**Your goal**
Write out the entries below exactly, starting at the first line and stopping after the line that contains "Task: locate every instance of the railing"; skip all pictures.

%%

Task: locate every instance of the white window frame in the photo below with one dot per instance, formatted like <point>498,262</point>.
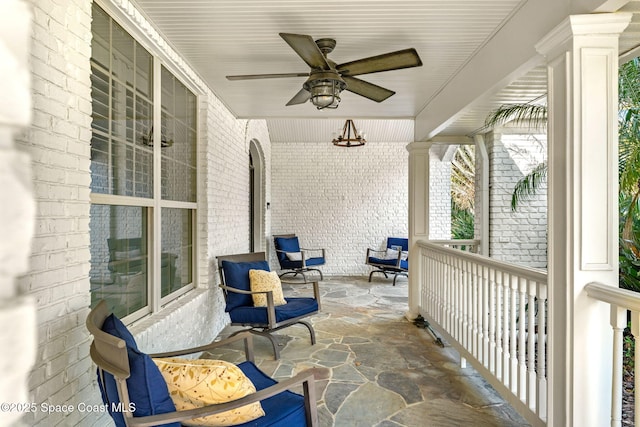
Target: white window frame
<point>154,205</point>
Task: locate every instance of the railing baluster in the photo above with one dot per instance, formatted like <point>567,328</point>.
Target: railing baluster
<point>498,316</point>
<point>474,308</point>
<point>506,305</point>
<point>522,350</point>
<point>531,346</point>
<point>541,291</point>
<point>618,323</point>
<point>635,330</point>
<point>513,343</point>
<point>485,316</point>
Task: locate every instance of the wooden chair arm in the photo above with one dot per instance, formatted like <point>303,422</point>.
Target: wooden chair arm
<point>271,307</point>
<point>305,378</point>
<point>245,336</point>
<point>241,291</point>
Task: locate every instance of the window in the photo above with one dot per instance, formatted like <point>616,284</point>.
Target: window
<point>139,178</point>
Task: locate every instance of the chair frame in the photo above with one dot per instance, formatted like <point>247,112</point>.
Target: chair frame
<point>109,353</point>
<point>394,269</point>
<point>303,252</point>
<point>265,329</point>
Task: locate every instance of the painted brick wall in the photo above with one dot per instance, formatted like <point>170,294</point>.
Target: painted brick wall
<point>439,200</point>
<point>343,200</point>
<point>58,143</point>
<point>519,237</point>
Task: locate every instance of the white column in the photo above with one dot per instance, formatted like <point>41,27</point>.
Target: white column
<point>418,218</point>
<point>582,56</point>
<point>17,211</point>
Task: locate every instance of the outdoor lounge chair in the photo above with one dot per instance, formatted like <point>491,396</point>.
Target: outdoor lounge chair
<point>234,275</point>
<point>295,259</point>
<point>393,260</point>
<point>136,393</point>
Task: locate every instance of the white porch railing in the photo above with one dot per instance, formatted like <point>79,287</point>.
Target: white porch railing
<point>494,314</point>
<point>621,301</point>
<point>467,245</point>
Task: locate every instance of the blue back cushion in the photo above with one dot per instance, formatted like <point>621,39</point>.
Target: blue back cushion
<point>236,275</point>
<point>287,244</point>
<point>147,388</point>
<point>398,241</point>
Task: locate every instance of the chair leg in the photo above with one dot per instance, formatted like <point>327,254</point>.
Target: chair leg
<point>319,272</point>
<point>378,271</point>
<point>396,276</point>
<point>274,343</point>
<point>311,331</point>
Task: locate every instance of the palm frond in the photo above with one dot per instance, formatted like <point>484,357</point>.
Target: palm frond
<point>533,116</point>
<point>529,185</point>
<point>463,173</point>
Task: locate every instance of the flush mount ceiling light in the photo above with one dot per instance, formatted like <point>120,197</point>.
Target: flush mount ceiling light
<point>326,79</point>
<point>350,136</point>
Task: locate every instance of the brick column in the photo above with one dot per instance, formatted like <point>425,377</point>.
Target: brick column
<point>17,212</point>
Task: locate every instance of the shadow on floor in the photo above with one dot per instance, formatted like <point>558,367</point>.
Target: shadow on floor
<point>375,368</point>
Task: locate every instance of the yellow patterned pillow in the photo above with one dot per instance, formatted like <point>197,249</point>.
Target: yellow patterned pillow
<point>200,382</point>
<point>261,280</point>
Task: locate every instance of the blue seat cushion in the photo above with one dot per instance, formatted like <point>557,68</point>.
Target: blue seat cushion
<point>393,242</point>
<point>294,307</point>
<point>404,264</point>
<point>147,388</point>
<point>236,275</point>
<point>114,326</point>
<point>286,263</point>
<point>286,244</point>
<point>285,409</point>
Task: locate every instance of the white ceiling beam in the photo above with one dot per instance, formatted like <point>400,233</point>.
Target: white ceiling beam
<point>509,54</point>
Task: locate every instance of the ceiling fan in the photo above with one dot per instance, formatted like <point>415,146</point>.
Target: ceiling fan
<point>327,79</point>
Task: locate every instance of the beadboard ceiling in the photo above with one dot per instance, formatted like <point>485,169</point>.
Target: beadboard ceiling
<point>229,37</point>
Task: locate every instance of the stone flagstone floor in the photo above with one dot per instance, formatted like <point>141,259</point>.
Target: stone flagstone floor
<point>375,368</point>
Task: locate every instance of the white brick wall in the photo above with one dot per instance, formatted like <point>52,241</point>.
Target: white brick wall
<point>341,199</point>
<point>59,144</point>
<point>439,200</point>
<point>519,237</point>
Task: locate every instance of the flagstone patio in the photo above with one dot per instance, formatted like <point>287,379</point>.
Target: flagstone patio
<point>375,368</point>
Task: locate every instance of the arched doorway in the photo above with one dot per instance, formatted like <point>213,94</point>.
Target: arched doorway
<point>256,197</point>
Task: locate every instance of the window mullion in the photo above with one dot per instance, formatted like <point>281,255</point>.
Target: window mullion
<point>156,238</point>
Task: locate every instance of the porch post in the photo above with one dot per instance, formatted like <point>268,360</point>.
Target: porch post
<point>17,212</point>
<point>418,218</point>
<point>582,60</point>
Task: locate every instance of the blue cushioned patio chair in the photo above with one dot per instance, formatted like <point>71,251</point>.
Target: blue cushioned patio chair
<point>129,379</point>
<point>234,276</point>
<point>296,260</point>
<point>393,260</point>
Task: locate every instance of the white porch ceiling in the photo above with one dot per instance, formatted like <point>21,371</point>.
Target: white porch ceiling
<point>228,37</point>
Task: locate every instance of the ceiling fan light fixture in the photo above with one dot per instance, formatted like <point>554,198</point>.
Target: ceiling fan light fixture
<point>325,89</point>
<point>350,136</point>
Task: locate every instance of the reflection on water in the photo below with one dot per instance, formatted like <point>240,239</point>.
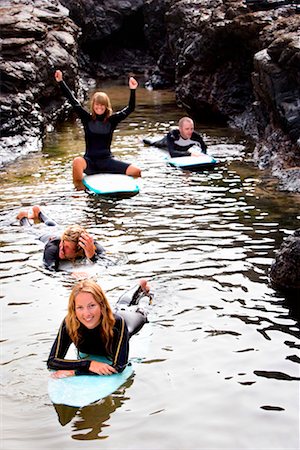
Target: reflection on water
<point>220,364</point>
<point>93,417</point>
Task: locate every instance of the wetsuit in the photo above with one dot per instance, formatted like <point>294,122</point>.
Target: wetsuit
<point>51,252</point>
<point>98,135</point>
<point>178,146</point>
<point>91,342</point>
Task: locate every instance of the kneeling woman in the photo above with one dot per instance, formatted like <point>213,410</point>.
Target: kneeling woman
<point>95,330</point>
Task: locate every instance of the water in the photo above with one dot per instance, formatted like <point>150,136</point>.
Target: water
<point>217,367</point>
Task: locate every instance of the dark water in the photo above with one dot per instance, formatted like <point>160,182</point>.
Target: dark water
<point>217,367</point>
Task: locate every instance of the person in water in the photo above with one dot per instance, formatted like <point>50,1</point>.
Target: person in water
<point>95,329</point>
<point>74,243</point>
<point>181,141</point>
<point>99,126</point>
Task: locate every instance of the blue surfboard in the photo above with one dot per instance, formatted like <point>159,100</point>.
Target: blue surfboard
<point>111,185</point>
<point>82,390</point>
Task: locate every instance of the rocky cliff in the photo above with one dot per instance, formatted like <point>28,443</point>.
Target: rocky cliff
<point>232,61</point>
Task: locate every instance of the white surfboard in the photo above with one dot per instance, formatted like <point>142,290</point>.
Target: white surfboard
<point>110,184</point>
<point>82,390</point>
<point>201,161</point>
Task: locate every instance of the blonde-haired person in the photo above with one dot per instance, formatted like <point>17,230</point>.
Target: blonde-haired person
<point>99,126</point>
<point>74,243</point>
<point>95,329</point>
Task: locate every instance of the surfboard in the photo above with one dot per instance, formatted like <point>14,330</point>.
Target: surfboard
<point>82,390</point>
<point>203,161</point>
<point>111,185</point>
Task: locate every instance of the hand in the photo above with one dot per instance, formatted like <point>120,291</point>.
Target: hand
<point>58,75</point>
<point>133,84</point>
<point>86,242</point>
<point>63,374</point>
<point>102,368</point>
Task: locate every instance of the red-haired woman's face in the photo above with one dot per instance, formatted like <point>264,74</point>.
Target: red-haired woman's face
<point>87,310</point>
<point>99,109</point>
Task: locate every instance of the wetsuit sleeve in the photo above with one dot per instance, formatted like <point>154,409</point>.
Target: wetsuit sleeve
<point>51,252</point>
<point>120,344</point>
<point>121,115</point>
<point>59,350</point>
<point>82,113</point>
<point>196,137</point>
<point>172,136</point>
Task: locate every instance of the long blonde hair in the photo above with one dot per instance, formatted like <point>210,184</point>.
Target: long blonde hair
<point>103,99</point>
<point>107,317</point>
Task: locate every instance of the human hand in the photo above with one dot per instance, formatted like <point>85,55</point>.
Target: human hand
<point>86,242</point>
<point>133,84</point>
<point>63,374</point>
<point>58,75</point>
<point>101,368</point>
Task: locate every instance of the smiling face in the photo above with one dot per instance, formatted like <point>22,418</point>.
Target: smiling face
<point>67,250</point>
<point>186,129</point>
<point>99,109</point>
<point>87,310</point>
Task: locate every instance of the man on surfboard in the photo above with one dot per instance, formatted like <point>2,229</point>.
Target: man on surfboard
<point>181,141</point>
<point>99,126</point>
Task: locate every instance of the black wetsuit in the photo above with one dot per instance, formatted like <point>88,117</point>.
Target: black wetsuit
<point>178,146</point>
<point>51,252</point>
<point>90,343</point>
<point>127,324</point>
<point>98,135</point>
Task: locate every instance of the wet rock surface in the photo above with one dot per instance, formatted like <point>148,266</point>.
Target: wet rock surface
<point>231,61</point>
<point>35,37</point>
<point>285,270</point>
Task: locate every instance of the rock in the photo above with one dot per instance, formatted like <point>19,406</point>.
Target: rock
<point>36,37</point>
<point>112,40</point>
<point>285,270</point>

%%

**Answer to this task**
Task: locate every instance of the white window frame in the photo below with one dot per instance, formatted like <point>498,262</point>.
Target: white window frame
<point>154,205</point>
Task: locate every instance of the railing baluster in the photo above with one dot per instance, formatted like <point>567,328</point>.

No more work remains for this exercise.